# Has anyone had a baby using donor eggs after success with own eggs?



## SarahPooh (Nov 7, 2006)

I am not sure if I am in the right place here, not at all sure where to post as I am lucky enough to be hoping for another miracle but also am over 40 and donor eggs seem to be my only hope, so it could be on 3 different boards! I didn't go straight to the donor egg board because I didn't want to offend anyone by wanting another baby when I already have one 

I am in such a quandary because although I know how lucky and blessed DH and I are to have our dear son, we love him so much we would like another one. The only thing is I was never very good at producing eggs and now it looks like our only option for more children is donor eggs, and I am wondering if it will cause a problem - ie if we were lucky enough to be successful with donor eggs would I love the DE baby as much as the son I have from my own egg? Or feel that the DE baby was somehow less "mine"? Is there anyone who has been in this situation who could reassure me?

I realise this is a very sensitive and personal issue so any replies would be very gratefully received.

|---|

Required action: Please state why the poster in the forum post didn't go straight to the donor egg board. These rows have no connection to the forum post.

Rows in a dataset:
|---|

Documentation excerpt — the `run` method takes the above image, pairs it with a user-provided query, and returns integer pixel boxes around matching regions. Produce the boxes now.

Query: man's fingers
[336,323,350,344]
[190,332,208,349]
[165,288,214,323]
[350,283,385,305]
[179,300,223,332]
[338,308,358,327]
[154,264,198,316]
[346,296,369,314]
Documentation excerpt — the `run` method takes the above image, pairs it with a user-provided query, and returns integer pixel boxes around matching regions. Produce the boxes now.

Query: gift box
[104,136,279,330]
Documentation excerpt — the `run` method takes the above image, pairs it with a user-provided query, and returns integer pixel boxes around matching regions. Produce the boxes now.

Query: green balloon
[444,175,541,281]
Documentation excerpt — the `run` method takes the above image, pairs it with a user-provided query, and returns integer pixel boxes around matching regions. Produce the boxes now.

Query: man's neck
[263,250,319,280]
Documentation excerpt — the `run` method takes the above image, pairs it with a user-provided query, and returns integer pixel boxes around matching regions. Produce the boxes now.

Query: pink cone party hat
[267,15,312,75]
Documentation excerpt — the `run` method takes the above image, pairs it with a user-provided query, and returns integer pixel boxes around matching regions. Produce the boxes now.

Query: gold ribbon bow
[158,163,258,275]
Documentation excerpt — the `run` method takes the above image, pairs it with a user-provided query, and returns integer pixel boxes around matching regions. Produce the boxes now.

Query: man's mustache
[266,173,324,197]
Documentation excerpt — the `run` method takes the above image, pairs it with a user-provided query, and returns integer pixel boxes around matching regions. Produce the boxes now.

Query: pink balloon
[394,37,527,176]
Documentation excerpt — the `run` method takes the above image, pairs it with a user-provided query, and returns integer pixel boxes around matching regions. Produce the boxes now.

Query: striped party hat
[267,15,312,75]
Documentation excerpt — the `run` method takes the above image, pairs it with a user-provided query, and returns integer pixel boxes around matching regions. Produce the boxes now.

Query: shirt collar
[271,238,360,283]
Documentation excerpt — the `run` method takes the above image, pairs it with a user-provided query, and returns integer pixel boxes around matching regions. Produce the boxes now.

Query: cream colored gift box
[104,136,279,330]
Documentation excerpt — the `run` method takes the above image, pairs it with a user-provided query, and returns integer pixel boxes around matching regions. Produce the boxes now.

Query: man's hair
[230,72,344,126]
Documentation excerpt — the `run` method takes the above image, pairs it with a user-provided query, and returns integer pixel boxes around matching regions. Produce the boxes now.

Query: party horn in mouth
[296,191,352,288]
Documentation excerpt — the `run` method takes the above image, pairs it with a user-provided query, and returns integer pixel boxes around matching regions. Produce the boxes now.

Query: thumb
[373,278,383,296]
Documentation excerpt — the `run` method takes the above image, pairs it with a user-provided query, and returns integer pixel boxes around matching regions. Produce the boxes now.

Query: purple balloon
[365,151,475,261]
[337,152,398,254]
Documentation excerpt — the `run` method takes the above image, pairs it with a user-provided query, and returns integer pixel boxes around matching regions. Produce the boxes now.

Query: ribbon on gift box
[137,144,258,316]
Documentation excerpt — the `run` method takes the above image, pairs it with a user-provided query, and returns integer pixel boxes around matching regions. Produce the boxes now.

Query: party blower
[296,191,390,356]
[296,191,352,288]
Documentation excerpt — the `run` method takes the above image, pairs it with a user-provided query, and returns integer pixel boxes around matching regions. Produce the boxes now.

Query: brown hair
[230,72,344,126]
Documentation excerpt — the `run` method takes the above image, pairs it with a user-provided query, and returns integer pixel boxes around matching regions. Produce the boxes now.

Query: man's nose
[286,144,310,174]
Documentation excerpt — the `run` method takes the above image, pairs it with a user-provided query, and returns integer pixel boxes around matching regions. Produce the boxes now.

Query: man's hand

|---|

Exercise output: The poster didn't want to offend anyone by wanting another baby when already having one.